━━━━━ EXTRAIT DE PAGE ━━━━━
Charlie Mon Héros : Un anti-héros au coeur tendre

Nous vous avions annoncé lors de notre chronique sur Rock-O-Rico la ressortie imminente de Charlie. Autre film culte de Don Bluth, Charlie débarque sous l’embême de Rimini Éditions dans un master flambant neuf. Inutile de répéter combien la copie est superbe tant il suffit de relire de ce que nous avions pensé des éditions de Fievel et le Nouveau Monde et de Rock-O-Rico. Assurant une pérennité certaine pour un auteur de talent, Rimini fait de plus en plus grimper le suspense. Parce que la question qui nous brûle les lèvres. Celle qui ne nous fait pas dormir la nuit. Celle que l’éditeur doit sûrement se manger trente fois par jour. A quand la sortie du Petit Dinosaure et la Vallée des Merveilles ? Il y a probablement des droits un peu plus difficiles à négocier sachant que le film est produit par Amblin. Mais si Rimini parvient à négocier une partie du catalogue Amblin pour sortir le film de Don Bluth, alors soyez certains que nous seront en première ligne pour également réclamer une édition en bonne et due forme des Quatre Dinosaures et le Cirque Magique. Mais trêve de rêvasseries et revenons au film du jour. Charlie Mon Héros est le quatrième long métrage de Don Bluth. Sorti en 1989, soit un an après Le Petit Dinosaure, il ne rencontre pas un succès fulgurant en salle. Le film souffre de son concurrent direct de l’époque, Disney, qui écrase tout avec La Petite Sirène. Cependant, Charlie connaîtra un succès populaire en VHS et vidéo-club et trouvera une place de choix dans le cœur des enfants. Ces derniers ne l’ont décidément pas oublié vu la joie qu’il a provoqué dans les couloirs de notre rédaction lors de sa réception.
━━━━━ LIGNES DE DONNÉES ━━━━━
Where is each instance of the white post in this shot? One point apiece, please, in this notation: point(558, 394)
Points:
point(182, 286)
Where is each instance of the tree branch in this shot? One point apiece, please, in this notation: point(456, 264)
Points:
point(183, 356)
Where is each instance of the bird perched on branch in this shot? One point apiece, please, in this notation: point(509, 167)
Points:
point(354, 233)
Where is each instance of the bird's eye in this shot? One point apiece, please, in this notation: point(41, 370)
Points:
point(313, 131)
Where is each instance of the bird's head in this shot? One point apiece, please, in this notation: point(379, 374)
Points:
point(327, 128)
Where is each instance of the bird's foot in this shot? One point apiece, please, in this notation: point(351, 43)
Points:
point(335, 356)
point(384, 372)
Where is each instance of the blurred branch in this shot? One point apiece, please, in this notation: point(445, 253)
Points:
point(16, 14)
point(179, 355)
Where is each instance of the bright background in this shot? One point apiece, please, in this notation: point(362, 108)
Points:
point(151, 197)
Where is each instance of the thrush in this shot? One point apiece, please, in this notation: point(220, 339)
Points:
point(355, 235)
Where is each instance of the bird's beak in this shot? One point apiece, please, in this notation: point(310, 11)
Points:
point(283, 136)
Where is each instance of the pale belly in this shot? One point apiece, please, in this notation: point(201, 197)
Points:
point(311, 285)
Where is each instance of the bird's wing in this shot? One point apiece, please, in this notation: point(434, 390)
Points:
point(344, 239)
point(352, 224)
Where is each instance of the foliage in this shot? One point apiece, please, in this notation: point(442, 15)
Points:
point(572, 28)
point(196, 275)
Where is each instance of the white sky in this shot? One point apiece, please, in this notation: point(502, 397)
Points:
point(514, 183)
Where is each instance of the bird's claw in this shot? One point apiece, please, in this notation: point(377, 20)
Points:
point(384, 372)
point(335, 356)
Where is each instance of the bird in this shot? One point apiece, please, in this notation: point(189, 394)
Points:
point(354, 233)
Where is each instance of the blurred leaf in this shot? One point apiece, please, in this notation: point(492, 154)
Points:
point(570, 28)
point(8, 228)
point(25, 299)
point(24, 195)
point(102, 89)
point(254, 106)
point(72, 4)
━━━━━
## [CONSIGNE]
Extrayez mot pour mot l'intégralité de la critique de Charlie Mon Héros qui figure plus haut.

## [RÉPONSE ATTENDUE]
Charlie Mon Héros : Un anti-héros au coeur tendre

Nous vous avions annoncé lors de notre chronique sur Rock-O-Rico la ressortie imminente de Charlie. Autre film culte de Don Bluth, Charlie débarque sous l’embême de Rimini Éditions dans un master flambant neuf. Inutile de répéter combien la copie est superbe tant il suffit de relire de ce que nous avions pensé des éditions de Fievel et le Nouveau Monde et de Rock-O-Rico. Assurant une pérennité certaine pour un auteur de talent, Rimini fait de plus en plus grimper le suspense. Parce que la question qui nous brûle les lèvres. Celle qui ne nous fait pas dormir la nuit. Celle que l’éditeur doit sûrement se manger trente fois par jour. A quand la sortie du Petit Dinosaure et la Vallée des Merveilles ? Il y a probablement des droits un peu plus difficiles à négocier sachant que le film est produit par Amblin. Mais si Rimini parvient à négocier une partie du catalogue Amblin pour sortir le film de Don Bluth, alors soyez certains que nous seront en première ligne pour également réclamer une édition en bonne et due forme des Quatre Dinosaures et le Cirque Magique. Mais trêve de rêvasseries et revenons au film du jour. Charlie Mon Héros est le quatrième long métrage de Don Bluth. Sorti en 1989, soit un an après Le Petit Dinosaure, il ne rencontre pas un succès fulgurant en salle. Le film souffre de son concurrent direct de l’époque, Disney, qui écrase tout avec La Petite Sirène. Cependant, Charlie connaîtra un succès populaire en VHS et vidéo-club et trouvera une place de choix dans le cœur des enfants. Ces derniers ne l’ont décidément pas oublié vu la joie qu’il a provoqué dans les couloirs de notre rédaction lors de sa réception.